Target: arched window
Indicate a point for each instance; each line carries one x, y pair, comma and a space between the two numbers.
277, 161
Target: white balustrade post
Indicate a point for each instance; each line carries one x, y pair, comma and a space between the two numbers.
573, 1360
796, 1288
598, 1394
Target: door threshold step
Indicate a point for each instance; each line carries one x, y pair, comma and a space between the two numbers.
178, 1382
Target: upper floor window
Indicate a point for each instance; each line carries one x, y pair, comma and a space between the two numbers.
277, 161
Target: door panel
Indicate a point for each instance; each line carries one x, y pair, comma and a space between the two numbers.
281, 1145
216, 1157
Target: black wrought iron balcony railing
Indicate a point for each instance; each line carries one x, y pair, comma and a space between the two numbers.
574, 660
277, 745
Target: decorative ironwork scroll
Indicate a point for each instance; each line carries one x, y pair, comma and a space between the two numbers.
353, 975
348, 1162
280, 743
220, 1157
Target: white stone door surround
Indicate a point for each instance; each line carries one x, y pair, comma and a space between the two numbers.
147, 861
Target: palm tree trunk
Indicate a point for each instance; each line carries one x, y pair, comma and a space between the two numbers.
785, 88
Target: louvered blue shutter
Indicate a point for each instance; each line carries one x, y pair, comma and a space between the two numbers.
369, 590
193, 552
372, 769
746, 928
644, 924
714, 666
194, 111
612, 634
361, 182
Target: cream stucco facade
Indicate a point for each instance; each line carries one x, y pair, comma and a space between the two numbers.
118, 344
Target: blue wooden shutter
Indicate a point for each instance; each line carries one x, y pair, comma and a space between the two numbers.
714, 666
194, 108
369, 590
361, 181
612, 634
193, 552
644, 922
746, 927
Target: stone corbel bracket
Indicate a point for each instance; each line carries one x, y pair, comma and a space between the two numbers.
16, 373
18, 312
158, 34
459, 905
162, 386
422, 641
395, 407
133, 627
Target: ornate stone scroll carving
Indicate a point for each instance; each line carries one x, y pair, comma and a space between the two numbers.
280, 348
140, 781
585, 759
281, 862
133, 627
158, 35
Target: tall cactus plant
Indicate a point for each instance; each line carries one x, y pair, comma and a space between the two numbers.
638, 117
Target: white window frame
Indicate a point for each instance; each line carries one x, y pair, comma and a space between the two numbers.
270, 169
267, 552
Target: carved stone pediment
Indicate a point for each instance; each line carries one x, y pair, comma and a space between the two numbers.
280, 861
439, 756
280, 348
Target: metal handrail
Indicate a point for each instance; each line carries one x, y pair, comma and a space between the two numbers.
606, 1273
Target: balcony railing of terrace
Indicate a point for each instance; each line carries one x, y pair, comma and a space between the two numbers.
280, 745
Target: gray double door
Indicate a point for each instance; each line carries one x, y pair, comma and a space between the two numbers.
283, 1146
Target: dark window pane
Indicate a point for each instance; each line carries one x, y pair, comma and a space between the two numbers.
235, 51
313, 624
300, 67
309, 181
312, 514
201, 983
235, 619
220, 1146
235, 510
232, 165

==

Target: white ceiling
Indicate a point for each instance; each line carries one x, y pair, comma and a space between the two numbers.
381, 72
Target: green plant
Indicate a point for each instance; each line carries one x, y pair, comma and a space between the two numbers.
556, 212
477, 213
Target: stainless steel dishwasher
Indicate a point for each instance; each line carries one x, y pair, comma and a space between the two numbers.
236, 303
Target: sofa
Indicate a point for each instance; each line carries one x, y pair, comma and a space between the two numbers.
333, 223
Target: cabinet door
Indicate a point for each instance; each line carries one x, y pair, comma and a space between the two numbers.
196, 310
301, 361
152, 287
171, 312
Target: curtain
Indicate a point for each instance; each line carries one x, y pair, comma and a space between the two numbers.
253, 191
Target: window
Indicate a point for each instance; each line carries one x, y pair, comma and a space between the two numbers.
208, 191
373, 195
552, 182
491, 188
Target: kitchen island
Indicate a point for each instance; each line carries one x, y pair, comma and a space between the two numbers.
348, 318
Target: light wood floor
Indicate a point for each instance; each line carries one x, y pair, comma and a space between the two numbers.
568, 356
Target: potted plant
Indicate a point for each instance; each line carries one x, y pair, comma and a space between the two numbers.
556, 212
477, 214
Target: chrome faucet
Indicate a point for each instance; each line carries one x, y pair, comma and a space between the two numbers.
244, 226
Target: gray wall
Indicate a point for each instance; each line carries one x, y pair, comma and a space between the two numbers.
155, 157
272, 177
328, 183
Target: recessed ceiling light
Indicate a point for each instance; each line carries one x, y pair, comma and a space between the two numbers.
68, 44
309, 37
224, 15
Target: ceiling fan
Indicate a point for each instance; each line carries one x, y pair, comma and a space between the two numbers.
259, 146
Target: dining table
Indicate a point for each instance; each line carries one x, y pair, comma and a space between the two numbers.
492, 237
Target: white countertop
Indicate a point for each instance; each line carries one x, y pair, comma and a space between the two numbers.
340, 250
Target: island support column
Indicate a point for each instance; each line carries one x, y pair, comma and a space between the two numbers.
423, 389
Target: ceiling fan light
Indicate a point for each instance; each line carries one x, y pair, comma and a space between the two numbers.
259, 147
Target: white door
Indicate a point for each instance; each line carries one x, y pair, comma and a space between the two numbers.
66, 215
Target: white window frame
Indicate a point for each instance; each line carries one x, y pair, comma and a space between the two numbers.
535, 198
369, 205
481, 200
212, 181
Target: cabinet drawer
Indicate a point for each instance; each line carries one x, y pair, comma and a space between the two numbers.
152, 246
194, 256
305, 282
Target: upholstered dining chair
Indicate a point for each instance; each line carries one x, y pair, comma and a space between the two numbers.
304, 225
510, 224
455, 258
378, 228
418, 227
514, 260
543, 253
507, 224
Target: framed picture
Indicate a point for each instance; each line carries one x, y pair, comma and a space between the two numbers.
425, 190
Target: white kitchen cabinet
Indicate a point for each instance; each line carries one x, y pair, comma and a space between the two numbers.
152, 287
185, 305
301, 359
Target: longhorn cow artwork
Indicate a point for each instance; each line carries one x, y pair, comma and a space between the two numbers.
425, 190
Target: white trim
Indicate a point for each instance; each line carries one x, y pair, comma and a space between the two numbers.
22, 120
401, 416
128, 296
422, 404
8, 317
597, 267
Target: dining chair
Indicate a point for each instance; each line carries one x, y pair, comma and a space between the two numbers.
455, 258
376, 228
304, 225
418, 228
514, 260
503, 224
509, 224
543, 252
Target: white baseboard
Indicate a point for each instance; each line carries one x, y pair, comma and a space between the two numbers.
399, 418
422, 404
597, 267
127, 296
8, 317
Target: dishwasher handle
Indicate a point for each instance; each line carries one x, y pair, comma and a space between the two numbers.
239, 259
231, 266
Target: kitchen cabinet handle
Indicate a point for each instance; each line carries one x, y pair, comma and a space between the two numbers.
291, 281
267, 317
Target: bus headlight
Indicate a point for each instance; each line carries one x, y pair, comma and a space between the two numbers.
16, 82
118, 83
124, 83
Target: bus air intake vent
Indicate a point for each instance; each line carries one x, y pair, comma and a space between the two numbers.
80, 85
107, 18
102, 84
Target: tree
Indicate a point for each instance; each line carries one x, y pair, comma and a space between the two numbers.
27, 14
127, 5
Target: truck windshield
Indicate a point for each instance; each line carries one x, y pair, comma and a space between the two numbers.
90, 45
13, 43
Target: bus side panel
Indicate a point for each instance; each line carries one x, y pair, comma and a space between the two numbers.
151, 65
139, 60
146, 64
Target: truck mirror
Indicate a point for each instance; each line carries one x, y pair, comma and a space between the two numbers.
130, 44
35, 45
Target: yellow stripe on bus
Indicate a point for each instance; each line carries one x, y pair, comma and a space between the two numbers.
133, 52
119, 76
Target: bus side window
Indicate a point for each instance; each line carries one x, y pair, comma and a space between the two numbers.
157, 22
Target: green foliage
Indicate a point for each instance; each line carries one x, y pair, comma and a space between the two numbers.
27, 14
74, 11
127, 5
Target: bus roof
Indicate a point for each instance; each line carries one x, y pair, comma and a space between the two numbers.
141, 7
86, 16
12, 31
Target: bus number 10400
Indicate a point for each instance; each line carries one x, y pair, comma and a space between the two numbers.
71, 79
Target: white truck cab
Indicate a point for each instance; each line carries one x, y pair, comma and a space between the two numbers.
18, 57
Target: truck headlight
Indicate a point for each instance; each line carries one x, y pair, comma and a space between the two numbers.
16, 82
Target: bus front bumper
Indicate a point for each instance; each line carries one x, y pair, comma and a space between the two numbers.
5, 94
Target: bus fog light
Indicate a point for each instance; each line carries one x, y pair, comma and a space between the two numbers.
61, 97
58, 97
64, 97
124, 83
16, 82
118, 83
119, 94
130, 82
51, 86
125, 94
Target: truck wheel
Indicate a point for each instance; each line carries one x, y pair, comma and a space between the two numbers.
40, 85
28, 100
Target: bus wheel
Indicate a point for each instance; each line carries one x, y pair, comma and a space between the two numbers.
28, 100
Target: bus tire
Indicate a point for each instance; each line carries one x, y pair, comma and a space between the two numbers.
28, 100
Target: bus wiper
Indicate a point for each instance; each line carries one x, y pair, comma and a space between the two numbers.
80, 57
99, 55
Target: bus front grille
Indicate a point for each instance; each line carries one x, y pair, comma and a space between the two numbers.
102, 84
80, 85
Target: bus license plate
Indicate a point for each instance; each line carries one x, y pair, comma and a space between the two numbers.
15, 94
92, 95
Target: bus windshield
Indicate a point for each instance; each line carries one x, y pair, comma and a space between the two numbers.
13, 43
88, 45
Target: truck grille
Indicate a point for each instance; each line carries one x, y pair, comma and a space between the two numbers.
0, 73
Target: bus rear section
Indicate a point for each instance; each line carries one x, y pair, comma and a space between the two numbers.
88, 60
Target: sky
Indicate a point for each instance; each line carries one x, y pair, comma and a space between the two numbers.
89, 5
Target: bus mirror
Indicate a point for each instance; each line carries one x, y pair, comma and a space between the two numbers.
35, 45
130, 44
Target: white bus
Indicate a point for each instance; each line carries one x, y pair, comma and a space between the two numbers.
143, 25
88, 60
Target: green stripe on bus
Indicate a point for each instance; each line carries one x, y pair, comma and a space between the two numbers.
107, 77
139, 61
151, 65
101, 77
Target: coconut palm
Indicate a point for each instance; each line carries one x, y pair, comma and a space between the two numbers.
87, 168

--

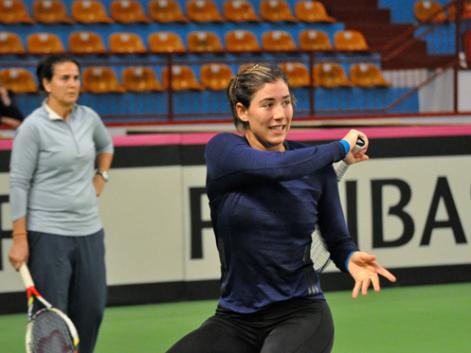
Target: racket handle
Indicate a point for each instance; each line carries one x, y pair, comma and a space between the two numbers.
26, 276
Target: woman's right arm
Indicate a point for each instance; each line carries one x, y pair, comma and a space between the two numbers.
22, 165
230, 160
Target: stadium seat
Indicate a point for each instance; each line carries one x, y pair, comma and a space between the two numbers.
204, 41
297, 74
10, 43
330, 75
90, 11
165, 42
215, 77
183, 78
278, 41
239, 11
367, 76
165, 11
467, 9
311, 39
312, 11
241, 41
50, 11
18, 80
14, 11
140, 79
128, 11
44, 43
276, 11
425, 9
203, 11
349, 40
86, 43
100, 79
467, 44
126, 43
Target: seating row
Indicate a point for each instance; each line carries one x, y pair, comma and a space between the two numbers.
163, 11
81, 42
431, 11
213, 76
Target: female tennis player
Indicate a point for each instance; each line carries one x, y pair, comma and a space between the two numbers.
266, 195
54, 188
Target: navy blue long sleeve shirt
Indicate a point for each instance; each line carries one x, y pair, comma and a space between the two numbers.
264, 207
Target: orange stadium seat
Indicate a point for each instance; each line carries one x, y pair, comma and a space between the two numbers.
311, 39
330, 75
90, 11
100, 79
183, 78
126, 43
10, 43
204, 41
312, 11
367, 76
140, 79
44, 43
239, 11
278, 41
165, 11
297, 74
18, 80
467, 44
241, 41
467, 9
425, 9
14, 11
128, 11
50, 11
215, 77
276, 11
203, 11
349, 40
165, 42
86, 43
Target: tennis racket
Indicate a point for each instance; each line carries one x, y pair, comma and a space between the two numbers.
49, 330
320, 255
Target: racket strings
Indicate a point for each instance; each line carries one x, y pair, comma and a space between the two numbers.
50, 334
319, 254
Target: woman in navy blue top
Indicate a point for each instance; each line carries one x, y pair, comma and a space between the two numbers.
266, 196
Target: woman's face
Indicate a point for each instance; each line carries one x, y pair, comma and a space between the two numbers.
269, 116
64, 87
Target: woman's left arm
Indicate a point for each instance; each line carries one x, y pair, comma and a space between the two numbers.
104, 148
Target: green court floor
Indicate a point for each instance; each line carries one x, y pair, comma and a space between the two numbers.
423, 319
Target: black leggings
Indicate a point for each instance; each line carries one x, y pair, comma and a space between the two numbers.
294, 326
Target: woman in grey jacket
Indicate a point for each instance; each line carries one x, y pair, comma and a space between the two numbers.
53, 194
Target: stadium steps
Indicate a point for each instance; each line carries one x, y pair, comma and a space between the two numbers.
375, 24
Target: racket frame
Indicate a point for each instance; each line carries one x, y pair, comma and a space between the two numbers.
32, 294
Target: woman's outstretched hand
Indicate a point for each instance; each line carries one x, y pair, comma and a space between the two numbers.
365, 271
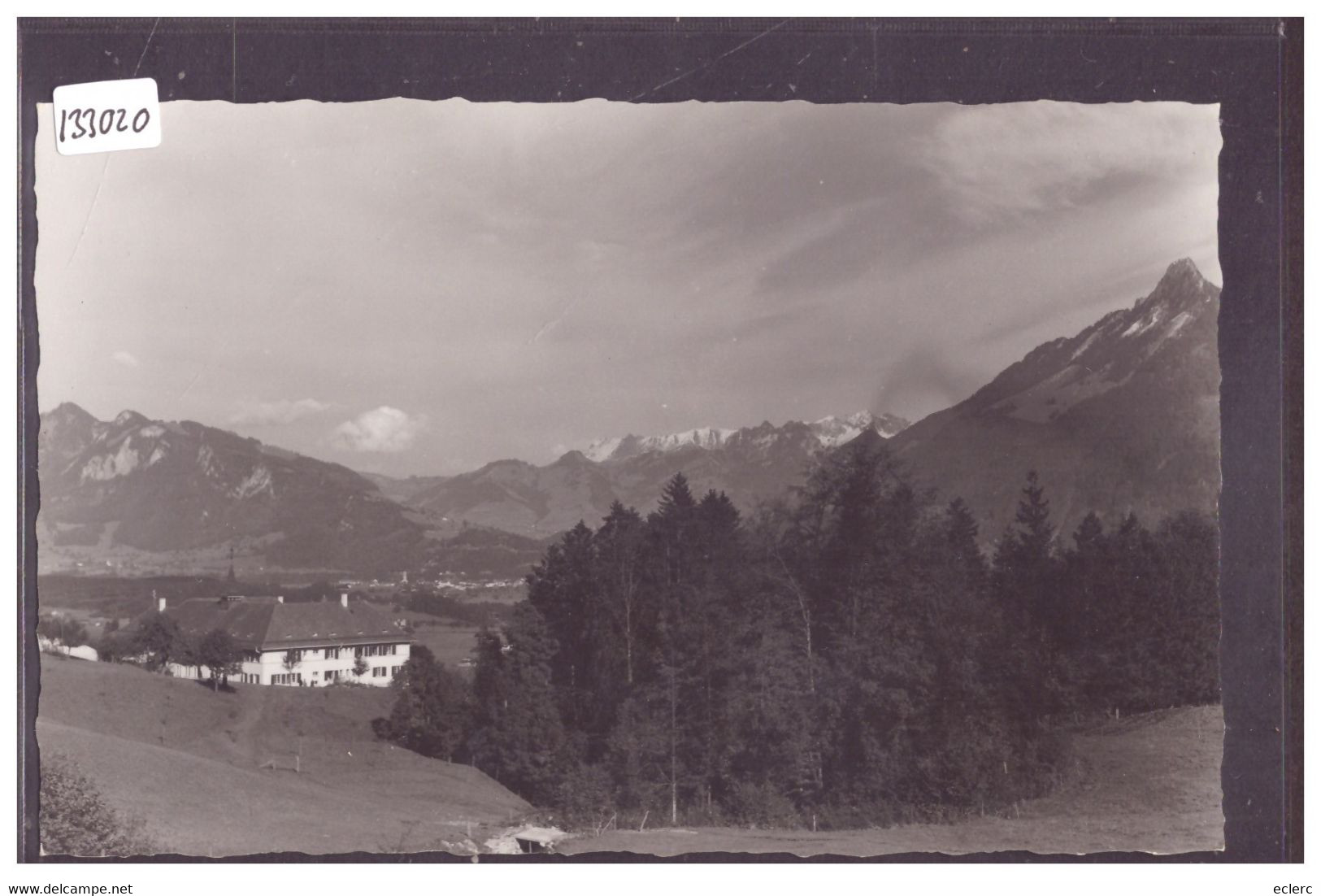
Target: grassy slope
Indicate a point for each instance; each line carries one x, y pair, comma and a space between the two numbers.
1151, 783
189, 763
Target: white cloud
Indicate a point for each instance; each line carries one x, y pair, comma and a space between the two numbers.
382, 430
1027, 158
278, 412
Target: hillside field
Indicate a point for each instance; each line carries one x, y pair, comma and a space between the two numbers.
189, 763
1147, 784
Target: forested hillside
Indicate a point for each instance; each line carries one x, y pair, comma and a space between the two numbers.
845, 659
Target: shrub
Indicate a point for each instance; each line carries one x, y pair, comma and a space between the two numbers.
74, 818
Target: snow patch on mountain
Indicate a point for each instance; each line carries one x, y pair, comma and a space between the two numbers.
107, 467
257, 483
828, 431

• **PROBLEM TO SOLVE**
Count the lines in the data above that contain the word "dishwasher", with case counting, and give only the number.

• **FINISHED EXERCISE**
2